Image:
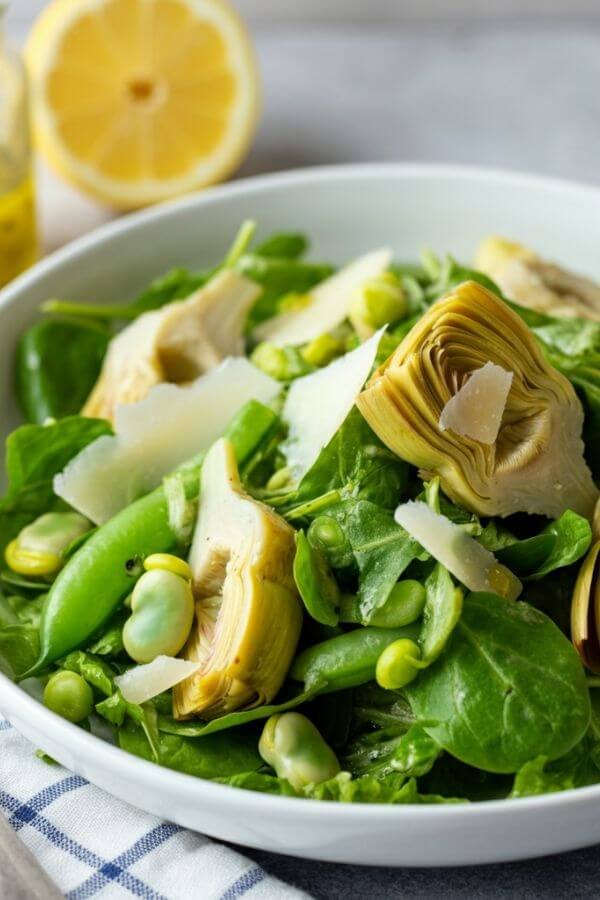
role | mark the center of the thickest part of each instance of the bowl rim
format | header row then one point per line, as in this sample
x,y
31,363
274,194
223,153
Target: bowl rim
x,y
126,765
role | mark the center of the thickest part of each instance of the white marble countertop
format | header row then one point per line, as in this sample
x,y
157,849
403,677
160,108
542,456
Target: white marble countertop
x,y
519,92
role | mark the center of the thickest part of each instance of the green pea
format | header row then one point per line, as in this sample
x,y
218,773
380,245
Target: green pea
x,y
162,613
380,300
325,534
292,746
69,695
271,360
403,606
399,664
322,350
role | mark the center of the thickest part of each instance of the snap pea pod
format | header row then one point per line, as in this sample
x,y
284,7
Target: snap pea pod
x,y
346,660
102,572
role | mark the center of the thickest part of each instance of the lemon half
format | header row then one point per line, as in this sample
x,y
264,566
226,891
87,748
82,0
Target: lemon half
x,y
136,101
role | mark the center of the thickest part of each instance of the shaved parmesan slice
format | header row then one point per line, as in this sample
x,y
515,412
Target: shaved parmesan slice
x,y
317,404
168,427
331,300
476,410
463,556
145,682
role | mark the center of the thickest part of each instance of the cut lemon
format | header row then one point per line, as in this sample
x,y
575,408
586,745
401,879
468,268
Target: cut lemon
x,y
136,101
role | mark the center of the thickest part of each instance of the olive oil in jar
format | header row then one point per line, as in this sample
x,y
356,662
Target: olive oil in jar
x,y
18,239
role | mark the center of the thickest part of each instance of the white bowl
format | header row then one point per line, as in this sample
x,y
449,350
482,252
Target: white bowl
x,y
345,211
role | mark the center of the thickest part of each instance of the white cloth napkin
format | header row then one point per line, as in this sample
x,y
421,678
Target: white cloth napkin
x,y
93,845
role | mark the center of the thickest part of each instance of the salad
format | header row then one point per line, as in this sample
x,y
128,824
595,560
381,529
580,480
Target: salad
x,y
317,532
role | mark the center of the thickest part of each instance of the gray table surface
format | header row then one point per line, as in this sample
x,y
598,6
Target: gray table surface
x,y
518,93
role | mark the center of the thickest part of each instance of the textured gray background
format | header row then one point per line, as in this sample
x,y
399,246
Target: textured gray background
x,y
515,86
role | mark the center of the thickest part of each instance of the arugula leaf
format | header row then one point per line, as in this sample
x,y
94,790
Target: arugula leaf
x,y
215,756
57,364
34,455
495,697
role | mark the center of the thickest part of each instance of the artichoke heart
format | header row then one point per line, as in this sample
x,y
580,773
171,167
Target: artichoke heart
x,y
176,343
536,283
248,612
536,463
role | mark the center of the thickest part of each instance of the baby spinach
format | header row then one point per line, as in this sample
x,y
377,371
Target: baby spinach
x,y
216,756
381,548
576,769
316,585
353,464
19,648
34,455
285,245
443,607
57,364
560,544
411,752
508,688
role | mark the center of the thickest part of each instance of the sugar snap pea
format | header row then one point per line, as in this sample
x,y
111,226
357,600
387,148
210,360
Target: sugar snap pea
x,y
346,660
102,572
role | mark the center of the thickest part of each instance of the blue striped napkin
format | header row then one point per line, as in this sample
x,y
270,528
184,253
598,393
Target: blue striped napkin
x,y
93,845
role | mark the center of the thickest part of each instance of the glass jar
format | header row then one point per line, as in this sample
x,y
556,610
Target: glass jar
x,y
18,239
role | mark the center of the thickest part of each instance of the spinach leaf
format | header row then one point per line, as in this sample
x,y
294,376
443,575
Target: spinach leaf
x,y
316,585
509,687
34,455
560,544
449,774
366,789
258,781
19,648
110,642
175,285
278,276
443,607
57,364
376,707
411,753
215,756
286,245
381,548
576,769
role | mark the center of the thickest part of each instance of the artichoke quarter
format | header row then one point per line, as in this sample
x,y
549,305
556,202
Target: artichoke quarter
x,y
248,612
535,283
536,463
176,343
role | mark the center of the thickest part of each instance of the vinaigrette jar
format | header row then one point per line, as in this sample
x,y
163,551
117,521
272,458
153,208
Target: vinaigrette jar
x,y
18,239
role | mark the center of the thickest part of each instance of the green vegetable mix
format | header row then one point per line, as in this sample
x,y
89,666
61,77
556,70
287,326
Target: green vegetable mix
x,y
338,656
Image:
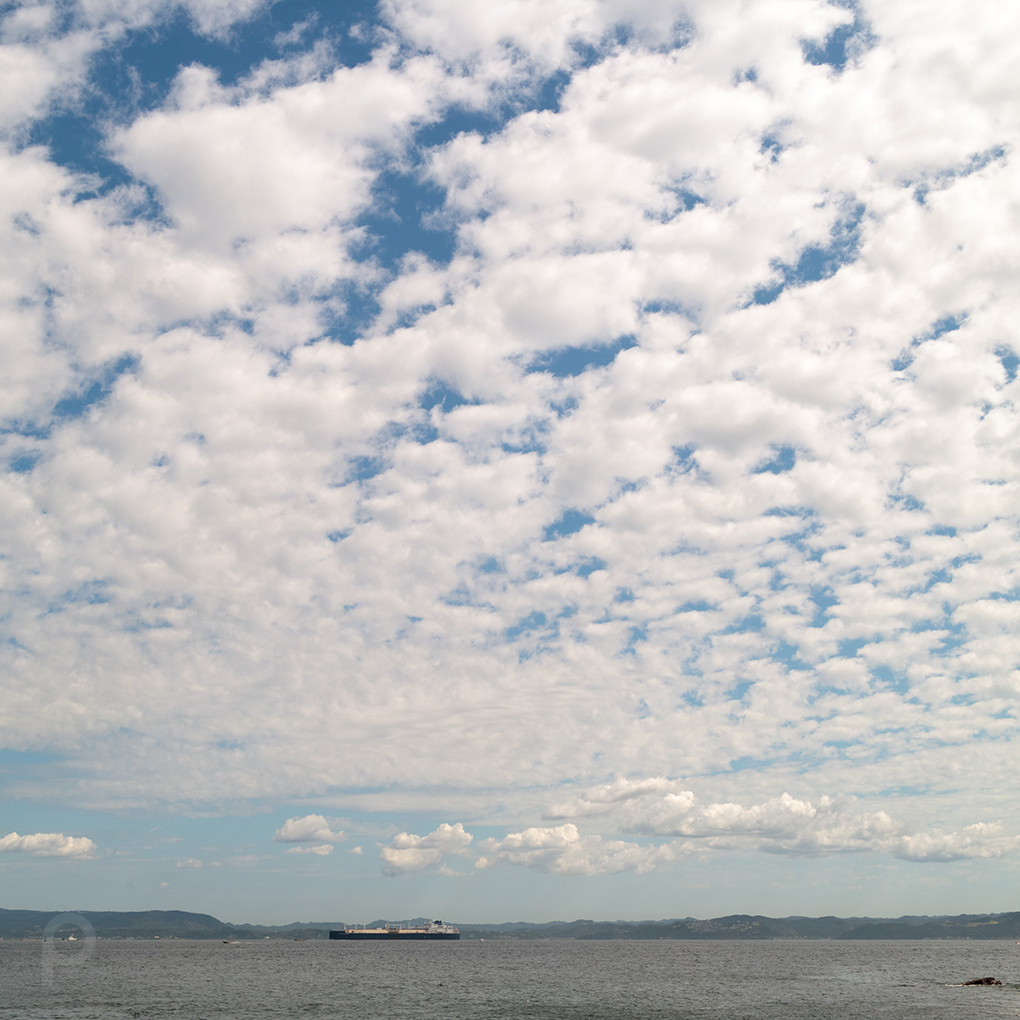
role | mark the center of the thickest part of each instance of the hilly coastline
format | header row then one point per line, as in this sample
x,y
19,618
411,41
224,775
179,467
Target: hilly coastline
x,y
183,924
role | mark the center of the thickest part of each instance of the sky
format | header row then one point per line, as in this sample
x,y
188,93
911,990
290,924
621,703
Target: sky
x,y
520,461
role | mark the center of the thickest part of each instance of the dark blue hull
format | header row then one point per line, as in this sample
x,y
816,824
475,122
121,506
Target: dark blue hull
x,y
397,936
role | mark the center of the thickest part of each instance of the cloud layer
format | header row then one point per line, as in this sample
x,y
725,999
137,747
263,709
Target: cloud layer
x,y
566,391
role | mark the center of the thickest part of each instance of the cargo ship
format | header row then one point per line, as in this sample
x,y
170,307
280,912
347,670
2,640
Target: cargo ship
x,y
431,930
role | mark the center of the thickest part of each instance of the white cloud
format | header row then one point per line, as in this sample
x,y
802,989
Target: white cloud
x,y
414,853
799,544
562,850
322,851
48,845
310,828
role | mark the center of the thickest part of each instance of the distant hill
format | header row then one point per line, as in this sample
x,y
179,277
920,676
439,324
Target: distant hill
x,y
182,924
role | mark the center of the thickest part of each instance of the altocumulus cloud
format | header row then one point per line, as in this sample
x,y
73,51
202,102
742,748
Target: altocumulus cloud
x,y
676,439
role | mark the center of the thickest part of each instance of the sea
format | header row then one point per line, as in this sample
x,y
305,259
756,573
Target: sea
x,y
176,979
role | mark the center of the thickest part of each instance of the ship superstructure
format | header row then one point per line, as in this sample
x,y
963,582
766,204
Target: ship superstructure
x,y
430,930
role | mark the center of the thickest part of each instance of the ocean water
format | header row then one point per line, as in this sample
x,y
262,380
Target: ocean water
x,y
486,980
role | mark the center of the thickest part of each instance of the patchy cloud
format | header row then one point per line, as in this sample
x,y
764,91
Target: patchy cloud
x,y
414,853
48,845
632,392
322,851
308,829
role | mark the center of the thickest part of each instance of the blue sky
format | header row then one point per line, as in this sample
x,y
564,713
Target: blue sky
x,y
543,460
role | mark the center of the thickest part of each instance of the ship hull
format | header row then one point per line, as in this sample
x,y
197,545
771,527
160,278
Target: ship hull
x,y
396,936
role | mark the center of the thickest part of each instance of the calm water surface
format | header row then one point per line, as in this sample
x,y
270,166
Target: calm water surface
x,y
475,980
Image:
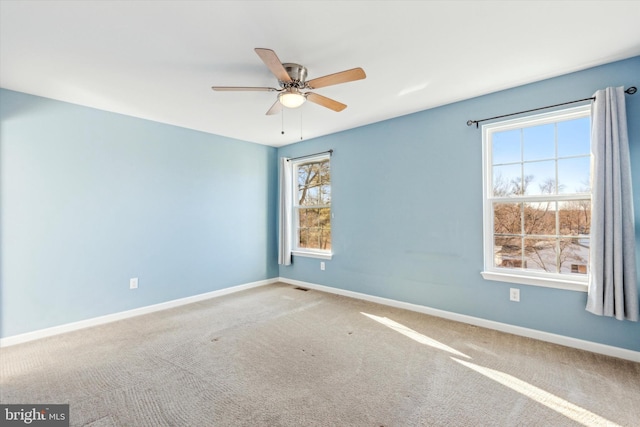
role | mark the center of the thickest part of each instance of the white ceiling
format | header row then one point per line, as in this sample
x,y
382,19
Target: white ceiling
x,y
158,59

INSTRUCTIONS FOR THE TASK: Write out the records above exactly as they appear, leaving out any pictures.

SOLUTION BELOW:
Image:
role | mark the center of the thickest part of each instance of the bowl rim
format | header row then one point per line, as in this sample
x,y
31,363
274,194
223,153
Target: bowl rim
x,y
126,765
role | mark the center of the thickest part of each instance of the white marble countertop
format | header row then one point per line, as in this sample
x,y
157,849
403,677
160,108
542,456
Target: white marble countertop
x,y
519,92
role | mark the center of the thickest part of each instance of the green pea
format | header row then one point per line, as in this sample
x,y
218,773
380,245
Target: green pea
x,y
162,613
380,300
325,534
292,746
69,695
271,360
403,606
399,664
322,350
role | mark the center of the thickest part of each instance of the snap pea pod
format | header row then one point per line, as in this sample
x,y
284,7
Target: snap pea pod
x,y
346,660
102,572
role | mark the center of the thickest part of each instance of the lemon half
format | header row then one point per line, as in this sample
x,y
264,566
226,891
87,748
82,0
Target: lemon half
x,y
136,101
role | mark the center of the thickest part of each instance of the shaved parmesan slice
format | header row then one point per line, as in this sample
x,y
515,412
Target: shaved parmesan slice
x,y
317,404
168,427
331,300
476,410
463,556
145,682
role | mark the center of the thickest part of each instance of the cut lemon
format | header row then one point per line, as in this sample
x,y
575,408
586,745
401,879
468,268
Target: cut lemon
x,y
136,101
role | mark the center of the thickest part of each instance of the olive oil in jar
format | header row then one point per line, as in this sample
x,y
356,662
Target: olive oil in jar
x,y
18,239
role | mark the center of the thickest part of each instance of the white bowl
format | header row then one point per line, as in this sample
x,y
449,350
482,252
Target: white bowl
x,y
345,211
role | mark the center of the thickest part of each instance of the white cloth napkin
format | header row then one point per line, as in this sample
x,y
421,678
Target: white cloth napkin
x,y
93,845
role | mark the center of the thickest part of each instance of the salad
format | header row then one point per line, as in this sample
x,y
128,824
595,560
381,529
580,480
Target: salad
x,y
317,532
role | mark the center of the thickest part of each instance of the gray table surface
format | header row then one point per line, as in this sample
x,y
598,6
Target: gray table surface
x,y
518,93
role | mark the center of the thickest part of each instance of the textured gray background
format | header row then one point per line, as in this sample
x,y
399,246
Target: textured gray background
x,y
515,86
role | mark the center of the thickest part of each instance of the arugula leaf
format | header row then one point per line, as in this sample
x,y
94,790
Target: arugula leaf
x,y
215,756
57,364
34,455
495,697
role | mark the center of the thickest part of each instance of the artichoke heart
format | header row then one point per line, as in this sample
x,y
580,773
171,167
Target: artichoke heart
x,y
176,343
536,283
248,612
536,463
role | mark the center of the thickest part of each instance of the baby spinach
format | header row then one point per line, as in this sample
x,y
377,371
Target: baby spinach
x,y
216,756
381,548
576,769
316,585
353,464
19,648
34,455
285,245
443,607
57,364
560,544
411,752
508,688
role | mark the center of the thickest part of each instance of the sugar snap pea
format | header row then one point per line, as in this sample
x,y
111,226
357,600
387,148
210,360
Target: sugar snap pea
x,y
346,660
102,572
role | mark the center of the thickest part of each instance of the blue striped napkin
format | header row then one point per line, as in this sample
x,y
270,528
184,253
598,393
Target: blue striped napkin
x,y
93,845
role | mark the center of the thickest part of each instance of the glass jar
format | header row then one point per line, as in this sample
x,y
556,610
Target: glass jar
x,y
18,239
role | mark the center of the thickest part of each instance of the spinach leaf
format | header row then one point per line, as in this sample
x,y
294,376
443,575
Target: spinach leaf
x,y
316,585
509,687
34,455
560,544
449,774
366,789
258,781
19,648
110,642
175,285
278,276
443,607
57,364
376,707
411,753
215,756
286,245
381,548
576,769
role | mark the center of the thickest part of each instance of the artichoke quarter
format | header row then one point per line, as in this sample
x,y
549,305
556,202
Target: artichoke quarter
x,y
248,612
535,283
536,463
176,343
role | mark the center of the thickest part of each instance of the vinaigrette jar
format | header row then one point per line, as in this sample
x,y
163,551
117,521
272,458
153,208
Target: vinaigrette jar
x,y
18,239
role | mark the center of the thickest part of each instance of the green vegetable mix
format | header row then one point per line, as in this sample
x,y
89,666
61,77
556,70
287,326
Target: green vegetable mix
x,y
338,656
Image:
role | mark the center of the thickest part of each instance of the hilly coastline
format | header row then one point per line, as in this sample
x,y
19,618
411,41
224,775
179,467
Target: hilly coastline
x,y
183,924
role | mark the center of the thickest part of each instance of the sky
format | header row then one point per line, as in this sample
x,y
188,93
911,990
290,924
621,703
Target: sky
x,y
520,461
role | mark the center of the thickest part of each instance of the dark blue hull
format | header row then one point per line, as in this sample
x,y
816,824
475,122
121,506
Target: dark blue hull
x,y
397,936
role | mark the center of the thickest part of each instance of the cloud layer
format | header row then one point per line, as in this sample
x,y
725,999
137,747
263,709
Target: cloud layer
x,y
566,391
role | mark the center of the thickest part of each instance of the cargo ship
format | header row then one point per line, as in this sample
x,y
170,307
280,912
347,670
2,640
Target: cargo ship
x,y
431,930
role | mark the center of the thickest part of each instance of the white cloud
format | header row then one point per line, as in this sample
x,y
802,989
Target: white cloud
x,y
414,853
799,544
562,850
322,851
48,845
310,828
role | mark the center of the thickest part of each instance of the distant hill
format | header row then one point per line, as in this sample
x,y
179,277
920,676
439,324
Target: distant hill
x,y
182,924
role | mark the center of the thickest part of each instance of the altocumulus cloud
format | header row then one point per line, as in this sample
x,y
73,51
202,102
742,748
Target: altocumulus cloud
x,y
676,439
role | mark the center of the thickest part of each instance of the sea
format | header row then one point per line, as in this sample
x,y
305,259
756,573
Target: sea
x,y
176,979
role | mark the center of the thickest part of each instance of the ship superstructure
format | header row then one point per line, as in this sample
x,y
963,582
766,204
Target: ship superstructure
x,y
430,930
role | mark the center of the thickest part of each instance of the ocean water
format | header row then one point per line, as in this sample
x,y
262,380
Target: ocean water
x,y
486,980
role | mark the center of the thickest part of each instance of the patchy cloud
format | header row then one point per line, as in this sample
x,y
764,91
Target: patchy cloud
x,y
414,853
48,845
632,392
322,851
308,829
role | mark the center of the thickest part of each instance of the blue sky
format | header row then one point per line, as in this sample
x,y
564,713
Target: blue sky
x,y
543,460
role | mark the center of the thickest part of each instance of the ship hull
format | header row then one point per line, as in this sample
x,y
197,545
771,527
160,278
Target: ship hull
x,y
396,936
role | mark the center of the thickest part of each instance of the calm water surface
format | header row then one point per line, as in this sample
x,y
270,166
Target: calm water surface
x,y
475,980
Image:
role | mark the center of the thickest part of each instance of the white ceiling
format | header row then one point per line, as in this sample
x,y
382,19
Target: white ceiling
x,y
158,59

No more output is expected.